What you will do → Omit the pictures and return exactly the stretch of the material below from the line with "In this exercise you will spot each instance of the shell" through the line with "the white conch".

Source data →
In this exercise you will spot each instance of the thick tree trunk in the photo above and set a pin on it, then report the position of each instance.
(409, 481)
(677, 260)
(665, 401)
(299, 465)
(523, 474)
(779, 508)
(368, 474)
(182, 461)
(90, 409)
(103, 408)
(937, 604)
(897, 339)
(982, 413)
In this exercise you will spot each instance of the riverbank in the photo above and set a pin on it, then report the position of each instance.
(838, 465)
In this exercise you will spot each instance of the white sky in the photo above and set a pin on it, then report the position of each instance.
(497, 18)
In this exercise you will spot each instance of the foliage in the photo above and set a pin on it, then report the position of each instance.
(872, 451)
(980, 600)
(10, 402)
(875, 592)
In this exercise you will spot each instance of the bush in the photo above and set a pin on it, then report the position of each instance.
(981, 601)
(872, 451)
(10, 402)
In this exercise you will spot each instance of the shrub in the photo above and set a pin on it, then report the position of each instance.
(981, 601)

--

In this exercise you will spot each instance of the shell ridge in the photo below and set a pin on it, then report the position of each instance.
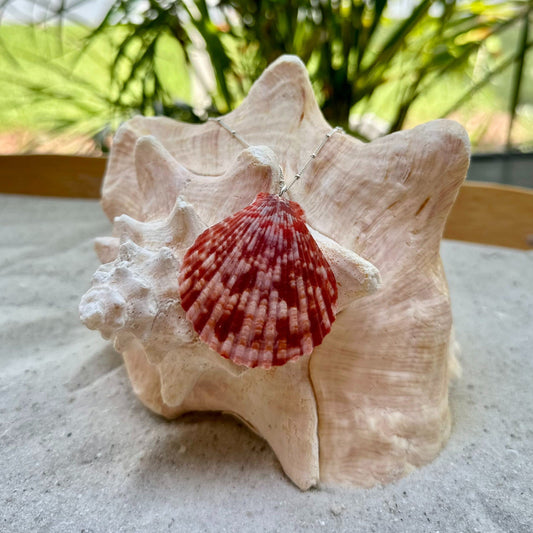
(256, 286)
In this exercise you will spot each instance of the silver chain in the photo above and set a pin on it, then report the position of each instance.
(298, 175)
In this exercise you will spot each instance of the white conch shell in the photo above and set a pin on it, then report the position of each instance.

---

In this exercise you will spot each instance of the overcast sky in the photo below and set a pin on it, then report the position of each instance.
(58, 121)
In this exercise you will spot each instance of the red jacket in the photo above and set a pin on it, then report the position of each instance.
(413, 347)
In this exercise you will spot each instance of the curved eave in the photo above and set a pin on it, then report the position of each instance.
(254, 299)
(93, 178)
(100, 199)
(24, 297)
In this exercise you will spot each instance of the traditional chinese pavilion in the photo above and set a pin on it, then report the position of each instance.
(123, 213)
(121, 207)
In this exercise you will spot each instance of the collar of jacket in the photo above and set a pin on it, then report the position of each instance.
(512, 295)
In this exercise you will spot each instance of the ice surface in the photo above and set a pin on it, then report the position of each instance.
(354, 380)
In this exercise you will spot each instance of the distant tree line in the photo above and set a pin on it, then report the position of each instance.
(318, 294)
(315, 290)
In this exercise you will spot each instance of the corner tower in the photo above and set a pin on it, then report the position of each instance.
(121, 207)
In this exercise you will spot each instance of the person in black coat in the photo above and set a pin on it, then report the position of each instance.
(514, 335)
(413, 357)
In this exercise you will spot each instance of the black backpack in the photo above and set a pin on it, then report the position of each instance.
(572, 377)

Solution to the problem →
In this exercise you will spot each instance of the shell ridge in the photo below and set a pin on it, then report the position of each instance.
(256, 286)
In this exercise you will spot each instance of the silver chain in the photo above and set a pin on it, then report the position of each instance.
(298, 175)
In this exercise you will spot each instance of the white conch shell in the photo above and set a pin on it, then report the position of each instance.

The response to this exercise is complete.